Потому Царь и не обращал внимания на доносы и сплетни в отношении своего любимого Матвеева, которого недоброжелатели называли и «колдуном», «еретиком», «чернокнижником». Столь же нелестными эпитетами стали награждать и Наталью Нарышкину, как только весть о расположении к ней Царя с быстротой молнии разнеслась по Москве. Несмотря на все злые наветы и козни, Наталья Кирилловна стала Русской Царицей. Но на протяжении еще очень многих лет конфликт между Милославскими и Нарышкиными будет определять судьбу Русского Престола.
Вот как выглядела новая Царица в описании Якова Рейтенфельса, не раз видевшего избранницу Алексея Михайловича: «Это – женщина в самых цветущих летах, росту величавого, с чёрными глазами навыкате, лицо имеет приятное, рот круглый, чело высокое, во всех членах изящная соразмерность, голос звонкий и приятный, и манеры самые грациозные».

[Данные с описаниями объектов на фотографиях]
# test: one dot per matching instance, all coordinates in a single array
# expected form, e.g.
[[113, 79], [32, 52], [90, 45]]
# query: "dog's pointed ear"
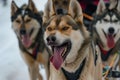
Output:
[[113, 4], [101, 7], [118, 6], [32, 6], [14, 8]]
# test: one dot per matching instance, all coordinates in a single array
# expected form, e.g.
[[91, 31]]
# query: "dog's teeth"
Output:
[[64, 51]]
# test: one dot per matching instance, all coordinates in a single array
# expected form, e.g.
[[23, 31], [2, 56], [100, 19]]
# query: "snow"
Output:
[[12, 67]]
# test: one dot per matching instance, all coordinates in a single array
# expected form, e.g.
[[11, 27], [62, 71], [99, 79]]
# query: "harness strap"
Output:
[[74, 75], [110, 66]]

Задания для выполнения:
1/ Ответьте на вопросы по отрывку о Наталье Нарышкиной.
(a) Какими словами недоброжелатели называли Матвеева?
(b) Конфликт между какими родами будет определять судьбу Русского Престола?
(c) Какие глаза у новой Царицы в описании Якова Рейтенфельса?
2/ Подхватите отрывок о Наталье Нарышкиной и продолжите его с того места, где он обрывается.
Данные никак не связаны с отрывком о Наталье Нарышкиной.

Ответы по номерам:
1/
(a) Недоброжелатели называли Матвеева «колдуном», «еретиком», «чернокнижником».
(b) Судьбу Русского Престола будет определять конфликт между Милославскими и Нарышкиными.
(c) У новой Царицы чёрные глаза навыкате.

2/
В 1672 году, 30 мая (12 июня), Наталья Кирилловна родила первенца – сына Петра, ставшего впоследствии самым знаменитым Царём-реформатором – Петром Великим. До этого времени имя Пётр никогда не давалось членам Царского Семейства, и почему Алексей Михайлович и Наталья Кирилловна остановились на этом имени, так до конца и неясно. Крестниками мальчика стали: его тетка, сестра Царя Ирина Михайловна, и его сводный брат, старший царский сын и наследник Фёдор Алексеевич.
Новая Царская Семья внесла некоторые новшества в принятые правила поведения при Дворе. Так, Царь, неизменно любивший охоту, брал с собой свою супругу, выезжал с нею в карете с незанавешенными окнами, то есть женщина стала получать некоторые послабления и, несомненно, больше свободы, чем то ранее было.
Женитьба на Наталье Нарышкиной и семейное «сближение» с укладом дома Матвеева сказывалось на вкусах и интересах Царя и его ближайшего окружения. Появление в России театра стало одним из таких результатов.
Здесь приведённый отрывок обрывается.